### DOCUMENT PASSAGE:
-- start --

Saturday, 29 March 2014

Time For The Slow Clap

Because I'm a very special kind of genius, at approximately 10 am on Thursday morning I knocked a full cup of coffee with my hand and sloshed a good quarter of it onto my laptop keyboard.

I'll pause to allow you time to make the appropriate series of faces (i.e. oh no! --> you idiot... --> you poor, dumb idiot...).

All done?

Well I hope that didn't wear out your face muscles because I'm not done.

As I was flailing around trying to right the coffee mug and swearing inventively at myself... I knocked over a glass of water.

Right onto my laptop keyboard.


Feel free to proceed directly to 'you idiot' and stay there this time.

On the upside, it washed the coffee out of my laptop.

On the downside... laptop full of water.

At this point my brain finally joined the party.

I switched my laptop (which was still miraculously on at this point) off, pulled the battery and stood it on its end to let the water run out.

Knowing there was nothing else I could do, I just had to sit there cursing my own name until the end of the day at which point I took it to the computer shop and - shamefaced and penitent - handed it over to see what can be done.

Seeing as Step 1 is 'take it apart, clean it and then leave it to dry for a few days before even thinking about putting it back together and seeing if it will reboot' I have some suspense and plenty of time to feel like an idiot ahead.

If I've wrecked it I'll only be truly mad at myself if I also lose all my data.

If it's still working by some miracle I will have shortened its lifespan and learned a fairly valuable life lesson the hard way.

-- end --

### TASK GOAL:
Return the passage of the laptop spill post starting with "Saturday, 29 March" and going on through "I'm not done.", copied word for word. The data after this point isn't needed.

### RECORDED DATA:
-- start --

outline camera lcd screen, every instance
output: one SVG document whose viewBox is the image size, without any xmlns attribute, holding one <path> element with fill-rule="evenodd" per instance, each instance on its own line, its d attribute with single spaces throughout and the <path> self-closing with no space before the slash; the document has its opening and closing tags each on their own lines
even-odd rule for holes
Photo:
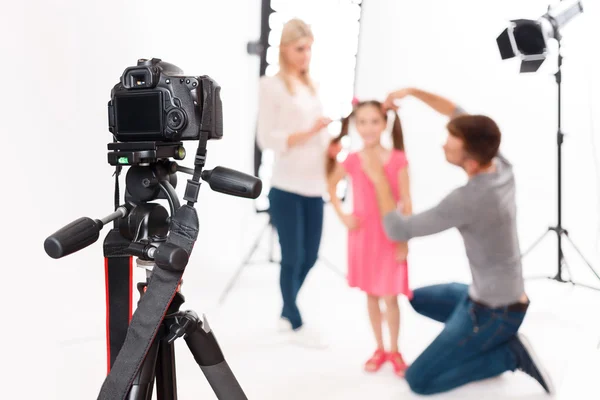
<svg viewBox="0 0 600 400">
<path fill-rule="evenodd" d="M 135 93 L 116 98 L 118 133 L 161 133 L 162 93 Z"/>
</svg>

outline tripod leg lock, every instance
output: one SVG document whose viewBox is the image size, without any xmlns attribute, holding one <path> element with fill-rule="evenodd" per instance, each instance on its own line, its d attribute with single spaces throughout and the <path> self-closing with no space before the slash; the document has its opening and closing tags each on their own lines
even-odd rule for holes
<svg viewBox="0 0 600 400">
<path fill-rule="evenodd" d="M 195 331 L 200 323 L 200 318 L 198 318 L 198 314 L 194 311 L 180 311 L 176 314 L 168 315 L 167 318 L 175 319 L 170 326 L 170 332 L 166 338 L 169 344 Z"/>
</svg>

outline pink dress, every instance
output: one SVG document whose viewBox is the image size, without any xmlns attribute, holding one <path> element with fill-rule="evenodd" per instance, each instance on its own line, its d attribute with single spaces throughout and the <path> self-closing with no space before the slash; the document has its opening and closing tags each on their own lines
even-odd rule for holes
<svg viewBox="0 0 600 400">
<path fill-rule="evenodd" d="M 362 170 L 358 153 L 342 163 L 352 183 L 353 215 L 359 227 L 348 232 L 348 284 L 374 296 L 406 295 L 412 298 L 406 261 L 396 261 L 396 244 L 388 239 L 375 187 Z M 403 151 L 392 150 L 384 166 L 394 198 L 400 200 L 398 173 L 408 165 Z"/>
</svg>

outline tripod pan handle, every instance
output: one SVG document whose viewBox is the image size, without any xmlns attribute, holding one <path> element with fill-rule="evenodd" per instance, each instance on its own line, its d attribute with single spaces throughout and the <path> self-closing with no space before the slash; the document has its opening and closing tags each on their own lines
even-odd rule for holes
<svg viewBox="0 0 600 400">
<path fill-rule="evenodd" d="M 202 179 L 215 192 L 256 199 L 262 191 L 262 181 L 255 176 L 225 167 L 203 171 Z"/>
<path fill-rule="evenodd" d="M 79 218 L 50 235 L 44 241 L 44 250 L 52 258 L 75 253 L 98 240 L 102 226 L 101 221 Z"/>
</svg>

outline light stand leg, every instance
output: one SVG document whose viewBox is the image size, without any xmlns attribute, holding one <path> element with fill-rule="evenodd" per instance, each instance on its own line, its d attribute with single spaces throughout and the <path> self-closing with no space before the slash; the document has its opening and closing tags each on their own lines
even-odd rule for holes
<svg viewBox="0 0 600 400">
<path fill-rule="evenodd" d="M 525 256 L 529 254 L 531 250 L 533 250 L 537 245 L 539 245 L 542 242 L 542 240 L 544 240 L 548 232 L 550 232 L 550 230 L 544 232 L 535 242 L 533 242 L 533 244 L 529 246 L 529 248 L 523 254 L 521 254 L 521 259 L 525 258 Z"/>
<path fill-rule="evenodd" d="M 565 235 L 565 238 L 571 244 L 571 246 L 573 246 L 573 249 L 575 249 L 575 251 L 577 252 L 577 254 L 579 254 L 579 257 L 581 257 L 581 259 L 583 260 L 583 262 L 585 262 L 585 264 L 588 266 L 588 268 L 590 269 L 590 271 L 592 271 L 592 273 L 596 276 L 596 278 L 598 278 L 598 280 L 600 280 L 600 275 L 598 275 L 598 273 L 596 272 L 596 270 L 594 269 L 594 267 L 592 267 L 592 264 L 584 257 L 583 253 L 581 253 L 581 251 L 579 250 L 579 248 L 577 248 L 577 246 L 575 245 L 575 243 L 573 243 L 573 241 L 571 240 L 571 238 L 568 235 Z"/>
</svg>

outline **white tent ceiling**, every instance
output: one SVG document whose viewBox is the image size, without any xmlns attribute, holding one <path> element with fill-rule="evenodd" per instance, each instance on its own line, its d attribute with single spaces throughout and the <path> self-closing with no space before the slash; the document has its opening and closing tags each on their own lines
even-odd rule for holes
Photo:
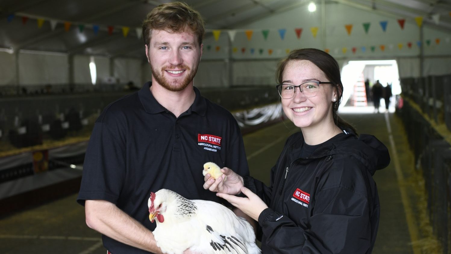
<svg viewBox="0 0 451 254">
<path fill-rule="evenodd" d="M 138 39 L 146 14 L 164 0 L 1 0 L 0 48 L 74 54 L 143 58 Z M 294 8 L 310 0 L 187 0 L 207 29 L 233 29 Z M 451 32 L 451 0 L 317 0 L 389 17 L 423 18 L 425 25 Z M 437 18 L 439 18 L 437 20 Z M 41 20 L 41 26 L 38 27 Z M 437 22 L 438 21 L 438 22 Z M 65 22 L 71 26 L 66 31 Z M 52 27 L 52 24 L 55 25 Z M 98 31 L 96 32 L 96 26 Z M 111 34 L 109 27 L 113 29 Z M 123 27 L 129 27 L 126 37 Z M 83 28 L 83 29 L 82 29 Z M 110 28 L 111 29 L 111 28 Z M 81 31 L 81 30 L 83 31 Z M 210 30 L 207 30 L 210 31 Z M 211 36 L 207 33 L 207 36 Z"/>
</svg>

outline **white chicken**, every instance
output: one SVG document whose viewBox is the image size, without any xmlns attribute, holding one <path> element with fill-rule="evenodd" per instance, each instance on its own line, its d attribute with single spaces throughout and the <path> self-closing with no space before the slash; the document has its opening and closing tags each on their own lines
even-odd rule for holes
<svg viewBox="0 0 451 254">
<path fill-rule="evenodd" d="M 149 219 L 156 218 L 156 245 L 168 254 L 258 254 L 252 226 L 215 202 L 190 200 L 169 190 L 151 192 Z"/>
</svg>

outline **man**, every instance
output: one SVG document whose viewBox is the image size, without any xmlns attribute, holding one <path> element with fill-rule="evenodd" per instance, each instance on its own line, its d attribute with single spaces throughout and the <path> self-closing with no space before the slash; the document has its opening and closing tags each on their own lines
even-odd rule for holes
<svg viewBox="0 0 451 254">
<path fill-rule="evenodd" d="M 204 33 L 200 14 L 184 3 L 163 4 L 147 15 L 143 30 L 152 82 L 110 104 L 97 120 L 77 200 L 113 254 L 161 253 L 148 219 L 151 191 L 220 202 L 202 187 L 204 163 L 249 175 L 236 121 L 193 86 Z"/>
</svg>

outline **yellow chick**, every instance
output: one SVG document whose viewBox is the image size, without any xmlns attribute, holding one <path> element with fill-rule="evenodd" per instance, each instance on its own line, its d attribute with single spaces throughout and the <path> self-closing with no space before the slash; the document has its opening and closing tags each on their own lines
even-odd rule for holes
<svg viewBox="0 0 451 254">
<path fill-rule="evenodd" d="M 223 174 L 222 172 L 221 172 L 221 169 L 219 166 L 212 162 L 207 162 L 203 164 L 203 171 L 202 171 L 202 174 L 205 176 L 205 175 L 209 173 L 210 175 L 215 179 L 221 177 L 221 176 Z M 225 181 L 226 178 L 227 176 L 226 176 L 224 177 L 224 181 Z"/>
</svg>

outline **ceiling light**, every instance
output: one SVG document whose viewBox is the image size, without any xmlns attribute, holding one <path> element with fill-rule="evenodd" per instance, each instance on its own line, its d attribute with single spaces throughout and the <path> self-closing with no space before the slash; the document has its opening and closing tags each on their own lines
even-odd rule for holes
<svg viewBox="0 0 451 254">
<path fill-rule="evenodd" d="M 315 3 L 311 2 L 310 4 L 308 4 L 308 11 L 313 12 L 316 10 L 316 5 L 315 4 Z"/>
</svg>

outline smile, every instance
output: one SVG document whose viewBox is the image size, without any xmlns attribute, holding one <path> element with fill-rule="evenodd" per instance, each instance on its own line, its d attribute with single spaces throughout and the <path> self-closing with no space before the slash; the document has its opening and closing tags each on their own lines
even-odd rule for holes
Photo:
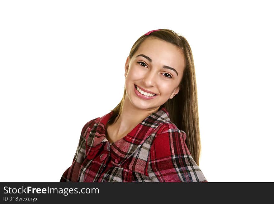
<svg viewBox="0 0 274 204">
<path fill-rule="evenodd" d="M 136 85 L 134 85 L 135 93 L 139 97 L 144 99 L 151 99 L 155 98 L 157 96 L 155 94 L 152 93 L 148 93 L 145 92 L 141 89 Z"/>
</svg>

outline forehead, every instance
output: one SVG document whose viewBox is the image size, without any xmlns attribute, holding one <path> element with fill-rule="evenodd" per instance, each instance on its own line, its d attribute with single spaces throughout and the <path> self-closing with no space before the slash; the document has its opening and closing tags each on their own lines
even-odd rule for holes
<svg viewBox="0 0 274 204">
<path fill-rule="evenodd" d="M 152 60 L 153 64 L 171 67 L 175 69 L 178 73 L 182 73 L 185 67 L 185 59 L 182 51 L 171 43 L 158 39 L 149 37 L 145 39 L 134 56 L 140 54 L 150 58 Z"/>
</svg>

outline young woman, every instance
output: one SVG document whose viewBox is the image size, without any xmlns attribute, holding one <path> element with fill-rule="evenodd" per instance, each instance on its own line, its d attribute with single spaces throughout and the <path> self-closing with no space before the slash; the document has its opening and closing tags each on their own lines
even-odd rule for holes
<svg viewBox="0 0 274 204">
<path fill-rule="evenodd" d="M 151 31 L 132 46 L 124 96 L 83 127 L 64 182 L 207 182 L 194 63 L 189 45 L 171 30 Z"/>
</svg>

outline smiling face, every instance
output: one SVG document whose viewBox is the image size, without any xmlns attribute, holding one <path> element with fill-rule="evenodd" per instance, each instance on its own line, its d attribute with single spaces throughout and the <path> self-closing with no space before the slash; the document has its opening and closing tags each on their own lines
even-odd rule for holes
<svg viewBox="0 0 274 204">
<path fill-rule="evenodd" d="M 184 55 L 178 47 L 148 37 L 131 58 L 127 59 L 125 100 L 136 108 L 158 110 L 179 92 L 185 66 Z"/>
</svg>

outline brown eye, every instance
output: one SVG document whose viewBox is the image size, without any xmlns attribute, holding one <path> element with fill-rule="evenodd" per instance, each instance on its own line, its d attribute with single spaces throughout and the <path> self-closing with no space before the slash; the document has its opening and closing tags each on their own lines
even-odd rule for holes
<svg viewBox="0 0 274 204">
<path fill-rule="evenodd" d="M 142 67 L 145 67 L 146 65 L 146 64 L 144 62 L 138 62 L 137 63 L 140 64 Z M 144 64 L 144 66 L 143 66 Z"/>
<path fill-rule="evenodd" d="M 164 73 L 163 74 L 165 75 L 165 76 L 167 78 L 172 78 L 172 76 L 171 76 L 171 74 L 169 74 L 168 73 Z"/>
</svg>

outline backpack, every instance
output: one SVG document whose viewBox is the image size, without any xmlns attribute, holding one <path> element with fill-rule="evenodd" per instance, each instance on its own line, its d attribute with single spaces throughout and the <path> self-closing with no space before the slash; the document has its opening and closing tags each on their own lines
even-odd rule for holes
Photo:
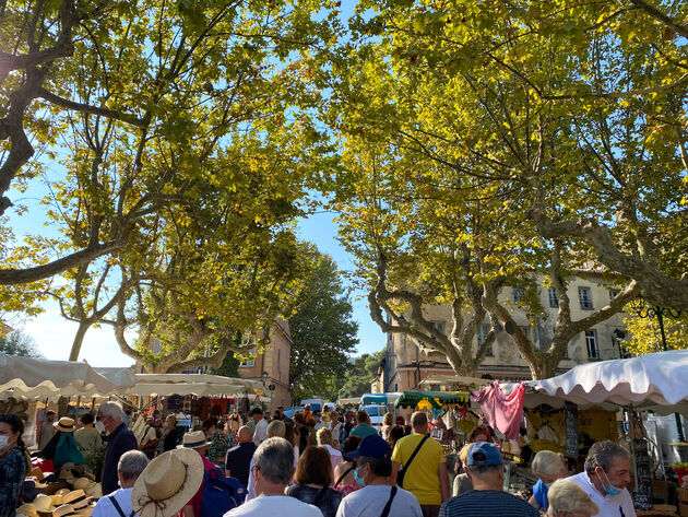
<svg viewBox="0 0 688 517">
<path fill-rule="evenodd" d="M 223 517 L 246 497 L 246 486 L 236 478 L 225 478 L 222 470 L 203 472 L 200 517 Z"/>
</svg>

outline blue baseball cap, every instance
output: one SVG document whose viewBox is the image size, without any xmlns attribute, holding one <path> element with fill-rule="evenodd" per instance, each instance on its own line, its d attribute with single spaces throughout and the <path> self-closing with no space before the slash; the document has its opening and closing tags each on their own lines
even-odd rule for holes
<svg viewBox="0 0 688 517">
<path fill-rule="evenodd" d="M 377 434 L 366 436 L 358 444 L 356 450 L 347 453 L 346 459 L 358 458 L 359 456 L 368 456 L 370 458 L 387 458 L 390 454 L 390 446 L 382 437 Z"/>
<path fill-rule="evenodd" d="M 487 467 L 493 465 L 503 465 L 501 453 L 489 442 L 478 442 L 473 444 L 466 456 L 468 467 Z"/>
</svg>

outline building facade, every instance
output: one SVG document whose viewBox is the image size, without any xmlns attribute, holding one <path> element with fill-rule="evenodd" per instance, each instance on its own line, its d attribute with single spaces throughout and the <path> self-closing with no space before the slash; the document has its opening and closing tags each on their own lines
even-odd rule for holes
<svg viewBox="0 0 688 517">
<path fill-rule="evenodd" d="M 254 352 L 253 352 L 254 353 Z M 270 329 L 270 342 L 262 353 L 239 365 L 239 376 L 245 379 L 261 380 L 265 386 L 265 395 L 271 397 L 268 404 L 273 413 L 277 406 L 292 406 L 289 386 L 289 356 L 292 353 L 292 334 L 289 324 L 277 320 Z"/>
<path fill-rule="evenodd" d="M 602 275 L 594 272 L 581 273 L 576 277 L 567 290 L 573 321 L 606 306 L 619 292 L 618 289 L 610 289 L 608 283 L 603 281 Z M 544 307 L 544 314 L 535 322 L 529 321 L 525 312 L 518 305 L 519 297 L 522 295 L 520 290 L 505 287 L 500 293 L 499 301 L 503 306 L 512 309 L 513 319 L 533 344 L 539 346 L 541 350 L 547 350 L 551 344 L 559 305 L 556 293 L 553 287 L 539 286 L 538 295 Z M 452 328 L 451 307 L 449 306 L 426 306 L 425 316 L 442 332 L 447 333 Z M 620 343 L 626 337 L 622 320 L 627 316 L 627 313 L 618 313 L 569 341 L 567 355 L 559 363 L 557 373 L 562 373 L 577 364 L 589 361 L 605 361 L 621 356 L 624 351 Z M 483 336 L 489 332 L 489 320 L 486 318 L 473 341 L 476 350 L 478 341 L 482 341 Z M 388 333 L 387 354 L 380 368 L 380 383 L 384 391 L 419 389 L 422 380 L 429 375 L 438 374 L 454 374 L 443 354 L 425 353 L 405 334 Z M 488 351 L 478 369 L 478 375 L 485 378 L 506 380 L 532 378 L 527 363 L 521 359 L 519 350 L 506 331 L 497 334 L 491 350 Z M 434 387 L 430 386 L 430 388 Z"/>
</svg>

-- end --

### RESPONSE TO THE TASK:
Saturday, 29 March 2014

Time For The Slow Clap

Because I'm a very special kind of genius, at approximately 10 am on Thursday morning I knocked a full cup of coffee with my hand and sloshed a good quarter of it onto my laptop keyboard.

I'll pause to allow you time to make the appropriate series of faces (i.e. oh no! --> you idiot... --> you poor, dumb idiot...).

All done?

Well I hope that didn't wear out your face muscles because I'm not done.